WORKING DATA =
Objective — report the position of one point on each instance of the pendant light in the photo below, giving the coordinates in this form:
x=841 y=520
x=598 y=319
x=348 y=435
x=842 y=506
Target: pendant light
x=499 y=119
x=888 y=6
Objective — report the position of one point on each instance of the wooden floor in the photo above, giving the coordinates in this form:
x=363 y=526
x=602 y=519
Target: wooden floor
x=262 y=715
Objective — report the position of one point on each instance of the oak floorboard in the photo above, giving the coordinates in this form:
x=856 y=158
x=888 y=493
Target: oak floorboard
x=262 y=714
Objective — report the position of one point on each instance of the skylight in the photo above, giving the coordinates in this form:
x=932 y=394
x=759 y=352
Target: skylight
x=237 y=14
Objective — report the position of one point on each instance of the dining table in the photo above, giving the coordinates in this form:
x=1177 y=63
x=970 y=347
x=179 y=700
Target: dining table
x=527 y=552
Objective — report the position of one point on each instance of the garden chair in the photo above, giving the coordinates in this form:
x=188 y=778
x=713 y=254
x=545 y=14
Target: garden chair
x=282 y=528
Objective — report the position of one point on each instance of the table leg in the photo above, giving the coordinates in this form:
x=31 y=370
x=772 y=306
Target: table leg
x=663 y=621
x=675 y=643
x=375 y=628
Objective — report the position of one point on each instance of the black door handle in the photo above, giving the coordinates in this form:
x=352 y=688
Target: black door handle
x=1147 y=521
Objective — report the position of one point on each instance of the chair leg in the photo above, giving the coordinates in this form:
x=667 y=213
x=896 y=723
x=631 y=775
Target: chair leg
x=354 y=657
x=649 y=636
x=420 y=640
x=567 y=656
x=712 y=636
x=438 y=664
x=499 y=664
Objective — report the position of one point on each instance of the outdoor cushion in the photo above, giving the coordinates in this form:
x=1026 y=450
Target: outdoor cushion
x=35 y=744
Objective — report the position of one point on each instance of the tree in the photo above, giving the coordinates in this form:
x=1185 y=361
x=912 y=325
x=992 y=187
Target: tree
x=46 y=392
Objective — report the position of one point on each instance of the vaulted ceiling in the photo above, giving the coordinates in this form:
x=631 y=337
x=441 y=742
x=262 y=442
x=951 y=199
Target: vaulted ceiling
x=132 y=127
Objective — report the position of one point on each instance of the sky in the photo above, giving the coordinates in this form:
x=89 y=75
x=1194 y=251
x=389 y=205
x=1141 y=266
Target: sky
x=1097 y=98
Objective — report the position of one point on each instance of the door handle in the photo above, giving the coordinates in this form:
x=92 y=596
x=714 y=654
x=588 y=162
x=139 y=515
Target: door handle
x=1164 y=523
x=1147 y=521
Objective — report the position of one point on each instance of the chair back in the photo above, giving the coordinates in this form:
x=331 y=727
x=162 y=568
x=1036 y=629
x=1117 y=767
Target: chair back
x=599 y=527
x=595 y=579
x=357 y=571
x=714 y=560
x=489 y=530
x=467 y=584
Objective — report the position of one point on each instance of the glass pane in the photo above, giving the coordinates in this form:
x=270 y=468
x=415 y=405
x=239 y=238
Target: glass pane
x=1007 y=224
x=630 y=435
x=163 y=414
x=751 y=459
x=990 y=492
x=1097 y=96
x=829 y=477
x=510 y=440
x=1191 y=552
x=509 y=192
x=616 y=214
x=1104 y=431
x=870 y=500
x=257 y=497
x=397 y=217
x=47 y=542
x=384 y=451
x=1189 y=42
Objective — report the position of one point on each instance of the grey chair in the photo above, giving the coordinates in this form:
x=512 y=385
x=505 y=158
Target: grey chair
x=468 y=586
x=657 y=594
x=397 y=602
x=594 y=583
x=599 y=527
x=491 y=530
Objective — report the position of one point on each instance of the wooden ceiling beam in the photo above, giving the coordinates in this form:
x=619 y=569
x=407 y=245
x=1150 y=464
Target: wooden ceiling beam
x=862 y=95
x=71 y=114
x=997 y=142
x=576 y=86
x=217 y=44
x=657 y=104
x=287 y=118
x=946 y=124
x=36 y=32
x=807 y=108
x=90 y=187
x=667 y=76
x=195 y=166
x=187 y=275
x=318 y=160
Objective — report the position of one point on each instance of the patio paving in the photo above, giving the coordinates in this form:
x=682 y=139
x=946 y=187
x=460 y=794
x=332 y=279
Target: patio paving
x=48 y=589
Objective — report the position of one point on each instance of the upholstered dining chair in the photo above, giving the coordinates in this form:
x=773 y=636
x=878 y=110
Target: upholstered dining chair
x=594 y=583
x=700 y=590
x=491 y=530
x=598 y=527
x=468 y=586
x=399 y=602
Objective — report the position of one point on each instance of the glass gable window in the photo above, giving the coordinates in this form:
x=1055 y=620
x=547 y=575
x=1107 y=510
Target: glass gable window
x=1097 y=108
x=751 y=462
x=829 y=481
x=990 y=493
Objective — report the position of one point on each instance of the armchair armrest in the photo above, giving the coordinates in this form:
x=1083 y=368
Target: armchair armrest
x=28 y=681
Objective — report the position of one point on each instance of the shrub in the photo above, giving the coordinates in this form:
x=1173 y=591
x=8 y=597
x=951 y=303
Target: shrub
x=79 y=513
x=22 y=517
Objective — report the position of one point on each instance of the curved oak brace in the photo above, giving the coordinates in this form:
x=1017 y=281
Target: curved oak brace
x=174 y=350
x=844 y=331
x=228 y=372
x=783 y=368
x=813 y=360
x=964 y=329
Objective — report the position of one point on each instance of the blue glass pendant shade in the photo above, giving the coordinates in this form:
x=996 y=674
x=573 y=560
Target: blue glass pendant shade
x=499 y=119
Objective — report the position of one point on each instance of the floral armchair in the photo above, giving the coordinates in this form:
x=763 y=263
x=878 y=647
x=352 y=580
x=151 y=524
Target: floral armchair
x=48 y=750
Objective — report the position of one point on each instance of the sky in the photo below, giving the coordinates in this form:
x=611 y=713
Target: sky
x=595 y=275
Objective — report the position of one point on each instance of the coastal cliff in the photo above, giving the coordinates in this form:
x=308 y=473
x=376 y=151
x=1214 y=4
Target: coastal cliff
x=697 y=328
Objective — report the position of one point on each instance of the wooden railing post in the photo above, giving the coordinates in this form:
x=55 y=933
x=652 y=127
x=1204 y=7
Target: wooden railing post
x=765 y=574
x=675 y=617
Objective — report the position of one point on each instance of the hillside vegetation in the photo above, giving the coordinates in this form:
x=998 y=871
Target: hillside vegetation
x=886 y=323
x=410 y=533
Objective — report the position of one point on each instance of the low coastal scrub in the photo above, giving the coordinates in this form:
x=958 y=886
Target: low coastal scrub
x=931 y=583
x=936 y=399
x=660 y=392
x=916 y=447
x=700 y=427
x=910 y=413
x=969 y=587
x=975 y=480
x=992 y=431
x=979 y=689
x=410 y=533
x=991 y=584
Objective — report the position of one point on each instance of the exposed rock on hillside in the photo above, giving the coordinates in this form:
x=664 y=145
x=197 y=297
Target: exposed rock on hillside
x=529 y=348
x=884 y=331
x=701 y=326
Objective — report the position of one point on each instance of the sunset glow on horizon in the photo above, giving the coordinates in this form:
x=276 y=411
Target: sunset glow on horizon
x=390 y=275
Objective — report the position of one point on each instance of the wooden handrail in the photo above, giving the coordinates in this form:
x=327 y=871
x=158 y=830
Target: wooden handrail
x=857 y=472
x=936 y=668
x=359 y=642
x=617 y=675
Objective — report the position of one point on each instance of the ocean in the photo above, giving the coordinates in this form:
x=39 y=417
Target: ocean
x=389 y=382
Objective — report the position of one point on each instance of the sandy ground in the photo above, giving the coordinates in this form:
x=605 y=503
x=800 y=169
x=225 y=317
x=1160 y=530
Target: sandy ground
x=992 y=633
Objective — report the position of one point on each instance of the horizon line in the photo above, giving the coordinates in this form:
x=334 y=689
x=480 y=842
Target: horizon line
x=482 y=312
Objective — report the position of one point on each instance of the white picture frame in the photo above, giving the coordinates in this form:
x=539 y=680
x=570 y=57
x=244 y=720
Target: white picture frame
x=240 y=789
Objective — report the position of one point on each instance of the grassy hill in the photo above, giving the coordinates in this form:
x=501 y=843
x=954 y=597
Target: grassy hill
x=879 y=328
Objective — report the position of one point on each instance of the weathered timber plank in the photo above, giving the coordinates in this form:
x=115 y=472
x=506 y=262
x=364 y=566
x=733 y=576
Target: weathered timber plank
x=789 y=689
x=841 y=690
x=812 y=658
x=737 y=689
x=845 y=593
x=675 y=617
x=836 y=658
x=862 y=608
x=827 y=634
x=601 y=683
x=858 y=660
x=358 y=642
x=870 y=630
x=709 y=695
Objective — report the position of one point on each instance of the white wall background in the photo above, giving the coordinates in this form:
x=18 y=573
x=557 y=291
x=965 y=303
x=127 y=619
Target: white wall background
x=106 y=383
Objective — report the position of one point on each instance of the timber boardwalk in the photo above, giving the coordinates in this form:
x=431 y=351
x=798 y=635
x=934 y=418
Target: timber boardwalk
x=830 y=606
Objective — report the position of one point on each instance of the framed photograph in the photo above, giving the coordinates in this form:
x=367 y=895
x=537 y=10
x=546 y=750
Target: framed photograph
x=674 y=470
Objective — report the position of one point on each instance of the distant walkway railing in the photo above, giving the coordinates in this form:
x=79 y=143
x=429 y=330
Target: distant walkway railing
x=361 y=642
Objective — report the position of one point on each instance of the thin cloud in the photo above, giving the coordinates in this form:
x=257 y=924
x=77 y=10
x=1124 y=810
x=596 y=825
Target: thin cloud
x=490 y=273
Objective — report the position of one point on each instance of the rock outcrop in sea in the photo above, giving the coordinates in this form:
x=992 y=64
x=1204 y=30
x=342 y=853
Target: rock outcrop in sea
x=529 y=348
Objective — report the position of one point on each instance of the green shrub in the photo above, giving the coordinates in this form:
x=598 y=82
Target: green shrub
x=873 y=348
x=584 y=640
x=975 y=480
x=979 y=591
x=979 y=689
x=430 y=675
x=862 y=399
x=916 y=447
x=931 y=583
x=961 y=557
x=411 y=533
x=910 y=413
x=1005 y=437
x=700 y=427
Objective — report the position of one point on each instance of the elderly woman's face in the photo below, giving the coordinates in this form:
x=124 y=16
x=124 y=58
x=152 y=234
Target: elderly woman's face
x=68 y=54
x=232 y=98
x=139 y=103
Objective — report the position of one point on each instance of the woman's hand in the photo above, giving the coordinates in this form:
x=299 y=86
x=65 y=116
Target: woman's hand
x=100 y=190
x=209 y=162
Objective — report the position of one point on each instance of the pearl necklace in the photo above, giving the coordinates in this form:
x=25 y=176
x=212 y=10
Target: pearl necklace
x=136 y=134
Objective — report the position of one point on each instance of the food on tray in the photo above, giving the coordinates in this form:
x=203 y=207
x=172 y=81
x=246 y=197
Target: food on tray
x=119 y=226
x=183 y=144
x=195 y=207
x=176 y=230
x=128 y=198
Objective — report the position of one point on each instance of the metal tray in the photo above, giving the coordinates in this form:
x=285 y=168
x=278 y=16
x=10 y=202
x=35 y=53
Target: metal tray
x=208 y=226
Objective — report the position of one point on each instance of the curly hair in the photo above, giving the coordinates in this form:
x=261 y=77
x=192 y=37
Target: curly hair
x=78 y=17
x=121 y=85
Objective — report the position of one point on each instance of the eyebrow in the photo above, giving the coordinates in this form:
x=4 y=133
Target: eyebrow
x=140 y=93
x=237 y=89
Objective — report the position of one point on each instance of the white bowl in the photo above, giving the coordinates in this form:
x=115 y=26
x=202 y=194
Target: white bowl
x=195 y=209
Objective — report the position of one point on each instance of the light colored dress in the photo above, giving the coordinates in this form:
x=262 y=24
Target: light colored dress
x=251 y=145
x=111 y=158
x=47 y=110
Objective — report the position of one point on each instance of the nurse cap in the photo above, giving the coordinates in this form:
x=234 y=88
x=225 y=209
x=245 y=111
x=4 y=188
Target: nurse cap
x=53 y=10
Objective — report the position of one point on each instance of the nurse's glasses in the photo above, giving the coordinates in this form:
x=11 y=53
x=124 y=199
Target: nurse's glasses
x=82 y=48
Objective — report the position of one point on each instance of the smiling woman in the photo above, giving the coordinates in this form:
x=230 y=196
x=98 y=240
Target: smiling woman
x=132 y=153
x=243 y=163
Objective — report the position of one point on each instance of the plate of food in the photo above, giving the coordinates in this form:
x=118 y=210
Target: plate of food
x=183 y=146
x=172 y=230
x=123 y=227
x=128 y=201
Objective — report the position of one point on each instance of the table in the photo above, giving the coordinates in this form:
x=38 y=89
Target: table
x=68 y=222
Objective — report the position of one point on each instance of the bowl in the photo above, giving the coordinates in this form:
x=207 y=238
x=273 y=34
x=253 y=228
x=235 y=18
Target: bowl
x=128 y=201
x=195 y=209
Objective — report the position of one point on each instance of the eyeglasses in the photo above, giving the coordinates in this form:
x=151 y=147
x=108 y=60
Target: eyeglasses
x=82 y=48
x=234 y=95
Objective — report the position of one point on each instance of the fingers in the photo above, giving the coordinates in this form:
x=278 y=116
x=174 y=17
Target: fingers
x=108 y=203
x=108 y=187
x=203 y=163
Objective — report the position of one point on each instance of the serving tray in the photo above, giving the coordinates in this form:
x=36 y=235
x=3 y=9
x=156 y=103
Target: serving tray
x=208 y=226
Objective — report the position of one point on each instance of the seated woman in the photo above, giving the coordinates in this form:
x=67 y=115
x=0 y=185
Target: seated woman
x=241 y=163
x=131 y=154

WHAT YOU ARE ASKED TO DO = In the listing above, find the line containing "of the fingers", then reproduce it and each line after it through the end, exactly and with nothing added.

WORKED ANSWER =
Objective — report the position of one point on each instance of the fingers in the photo above, giving the coordinates in this form:
x=278 y=116
x=174 y=17
Target: fingers
x=108 y=203
x=108 y=187
x=203 y=163
Objective — report the position of one point on each instance of the serving tray in the photo above, giving the coordinates in this form:
x=36 y=235
x=3 y=9
x=156 y=103
Target: serving tray
x=208 y=226
Objective — report the position of one point on each instance of the seated woman in the photo above, giving the coordinates in this form:
x=67 y=115
x=0 y=185
Target: seated woman
x=241 y=163
x=131 y=154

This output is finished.